Peygamberimize Verilen İlahi İkram 'Kadir Gecesi'

RAMAZAN ÖZEL

Kadir gecesi, peygamberler içinde yalnız Rasûlullah -sallâllâhu aleyhi ve sellem- Efendimizʼe ve O’nun hürmetine ümmet-i Muhammed’e bahşedilen husûsî bir ikrâm-ı ilâhîdir. Rabbimiz’in, böylesine muhteşem bir mânevî hazineyi ihsân etmesi, Oʼnun Habîbʼine olan engin muhabbetinin bir tezâhürüdür.

Ramazân-ı Şerîf’in bir kısmı artık geride kaldı. Fakat önümüzde hâlâ son derece kıymetli günler var. Zira Ramazân-ı Şerîf’in büyük bir lûtuf ayı olmasının en mühim sebeplerinden biri, “Kadir Gecesi” gibi muazzam ilâhî ikramı içinde barındırmasıdır.

Verilen Bilgiler:

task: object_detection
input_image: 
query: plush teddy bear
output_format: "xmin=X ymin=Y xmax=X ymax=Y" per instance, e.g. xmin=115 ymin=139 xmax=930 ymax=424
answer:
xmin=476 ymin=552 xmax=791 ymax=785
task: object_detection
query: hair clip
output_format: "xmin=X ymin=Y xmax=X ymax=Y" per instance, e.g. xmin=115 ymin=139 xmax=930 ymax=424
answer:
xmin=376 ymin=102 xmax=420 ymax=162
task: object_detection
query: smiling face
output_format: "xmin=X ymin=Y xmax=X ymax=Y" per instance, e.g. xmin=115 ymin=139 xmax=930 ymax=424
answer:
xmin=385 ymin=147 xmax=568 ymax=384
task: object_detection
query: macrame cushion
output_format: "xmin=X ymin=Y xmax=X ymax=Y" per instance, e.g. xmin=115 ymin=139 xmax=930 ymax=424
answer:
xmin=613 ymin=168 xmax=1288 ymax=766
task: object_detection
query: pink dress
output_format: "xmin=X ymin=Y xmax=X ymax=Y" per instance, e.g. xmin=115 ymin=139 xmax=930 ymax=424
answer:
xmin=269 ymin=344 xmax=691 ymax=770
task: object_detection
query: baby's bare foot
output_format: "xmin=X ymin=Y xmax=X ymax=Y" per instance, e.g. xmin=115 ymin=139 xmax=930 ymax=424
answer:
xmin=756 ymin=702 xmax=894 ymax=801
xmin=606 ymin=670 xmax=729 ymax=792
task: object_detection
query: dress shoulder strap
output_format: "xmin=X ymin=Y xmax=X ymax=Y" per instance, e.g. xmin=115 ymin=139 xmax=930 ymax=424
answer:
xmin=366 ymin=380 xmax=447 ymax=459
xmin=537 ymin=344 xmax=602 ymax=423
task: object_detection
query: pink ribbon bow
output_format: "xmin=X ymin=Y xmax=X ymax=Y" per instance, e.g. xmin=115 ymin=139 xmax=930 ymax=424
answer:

Verilen Alıştırma: Kadir Gecesi konulu yazıyı son cümlesinden itibaren sürdürünüz.

Sorunun Cevabı:
Kadir gecesi, ilâhî mağfiretin coşup taştığı, ümmet-i Muhammed’e sonsuz ihsanların bahşedildiği bir gecedir. Kadir gecesi, peygamberler içinde yalnız Rasûlullah -sallâllâhu aleyhi ve sellem- Efendimizʼe ve O’nun hürmetine ümmet-i Muhammed’e bahşedilen husûsî bir ikrâm-ı ilâhîdir. Rabbimiz’in, böylesine muhteşem bir mânevî hazineyi ihsân etmesi, Oʼnun Habîbʼine olan engin muhabbetinin bir tezâhürüdür.

Bu sebeple, dâimâ Rasûlullah Efendimiz’e minnettar kalmalı, O’nun ne büyük bir lûtf-i ilâhî olduğunu idrâk etmeliyiz. Zira âyet-i kerîmede buyrulur:

“Andolsun ki içlerinden, kendilerine Allâh’ın âyetlerini okuyan, kendilerini (kötülüklerden ve inkârdan) temizleyen, kendilerine Kitap ve hikmeti öğreten bir Peygamber göndermekle Allah, mü’minlere büyük bir lûtufta bulunmuştur…” (Âl-i İmrân, 164)

Böylesine kadri yüce bir Peygamber’e ümmet olduğumuz için de Cenâb-ı Hakk’a şükrümüzü artırmalıyız.

Yine Kadir gecesinin müstesnâ fazîleti sebebiyledir ki, Rasûlullah -sallâllâhu aleyhi ve sellem- Efendimiz, o geceyi Ramazan geceleri içinde bizzat aramış ve bunu ümmetine de emir buyurmuştur.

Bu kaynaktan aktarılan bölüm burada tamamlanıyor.